**Exercise objective:** Restate, word for word, each record that follows.

──────── The data

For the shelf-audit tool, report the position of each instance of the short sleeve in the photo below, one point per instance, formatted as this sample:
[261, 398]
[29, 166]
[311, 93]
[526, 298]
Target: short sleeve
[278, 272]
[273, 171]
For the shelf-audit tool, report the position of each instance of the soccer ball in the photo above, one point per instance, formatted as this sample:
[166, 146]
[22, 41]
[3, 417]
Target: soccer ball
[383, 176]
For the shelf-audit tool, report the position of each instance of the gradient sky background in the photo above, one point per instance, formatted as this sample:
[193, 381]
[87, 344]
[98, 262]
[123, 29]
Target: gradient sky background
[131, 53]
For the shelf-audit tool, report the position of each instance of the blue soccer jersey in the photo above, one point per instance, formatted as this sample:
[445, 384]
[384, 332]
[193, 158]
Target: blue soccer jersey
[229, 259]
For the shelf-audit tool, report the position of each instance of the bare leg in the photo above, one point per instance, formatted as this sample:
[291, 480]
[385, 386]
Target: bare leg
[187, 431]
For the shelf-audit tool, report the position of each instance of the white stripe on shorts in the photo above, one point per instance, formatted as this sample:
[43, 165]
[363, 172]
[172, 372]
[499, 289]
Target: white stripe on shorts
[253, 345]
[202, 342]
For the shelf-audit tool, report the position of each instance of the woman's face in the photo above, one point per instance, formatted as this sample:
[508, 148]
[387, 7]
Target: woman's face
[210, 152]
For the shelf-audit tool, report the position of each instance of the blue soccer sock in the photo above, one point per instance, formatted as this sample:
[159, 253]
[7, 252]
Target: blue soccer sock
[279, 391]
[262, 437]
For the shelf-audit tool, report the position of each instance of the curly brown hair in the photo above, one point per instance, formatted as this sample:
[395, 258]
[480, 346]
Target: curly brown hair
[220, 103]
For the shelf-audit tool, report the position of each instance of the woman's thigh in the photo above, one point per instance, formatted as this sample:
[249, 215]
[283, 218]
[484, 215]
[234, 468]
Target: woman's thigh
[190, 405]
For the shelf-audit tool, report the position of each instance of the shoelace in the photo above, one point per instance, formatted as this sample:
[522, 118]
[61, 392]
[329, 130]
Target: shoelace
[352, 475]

────────────────

**Result for this exercise:**
For the shelf-audit tool, report the position of each instance of the short sleeve in the photo below, one point per instance, formatted as this sample:
[261, 398]
[29, 166]
[311, 93]
[526, 298]
Target: short sleeve
[278, 272]
[273, 171]
For the shelf-audit tool, report the position of each instance of the soccer ball in the photo above, one point per instance, formatted as this sample:
[166, 146]
[22, 41]
[3, 417]
Target: soccer ball
[383, 176]
For the shelf-audit tool, report the position of each instance of the gradient sky background in the photo above, one point per instance, formatted as this sample:
[193, 381]
[87, 344]
[98, 262]
[123, 29]
Target: gradient sky background
[131, 53]
For the shelf-audit tool, report the position of each instance of the blue soccer jersey in the photo above, one point per instance, formatted as this sample:
[445, 384]
[384, 332]
[193, 158]
Target: blue soccer jersey
[229, 259]
For the shelf-audit tool, report the position of each instance of the bare leg in the photo above, one point per instance, formatted as this sample:
[291, 480]
[385, 386]
Target: bare leg
[187, 431]
For the shelf-audit tool, report the position of each instance of the white stripe on shorts in the photo above, one point per instance, formatted as this sample:
[43, 165]
[363, 172]
[172, 372]
[499, 289]
Target: white stripe on shorts
[253, 345]
[202, 342]
For the shelf-audit tool, report the position of each instance of the woman's face in the photo above, one point per instance, formatted as this sample:
[508, 148]
[387, 7]
Target: woman's face
[210, 152]
For the shelf-audit tool, report the position of each instance of the blue soccer sock in the photo above, one point per instance, formatted as this sample:
[159, 253]
[7, 252]
Target: blue soccer sock
[279, 391]
[262, 437]
For the shelf-audit tool, report the position of each instance of the curly brown hair in the photo above, one point per instance, formatted as this sample:
[395, 258]
[480, 346]
Target: curly brown hair
[220, 103]
For the shelf-audit tool, report the position of each instance of the woman's thigh in the photo above, one point per instance, formatted as this sample:
[249, 215]
[283, 218]
[484, 215]
[234, 468]
Target: woman's thigh
[190, 405]
For the shelf-audit tool, report the position of each instance of the shoelace in the photo above, one point per instance, formatted as this sample:
[522, 118]
[61, 392]
[329, 130]
Target: shoelace
[352, 475]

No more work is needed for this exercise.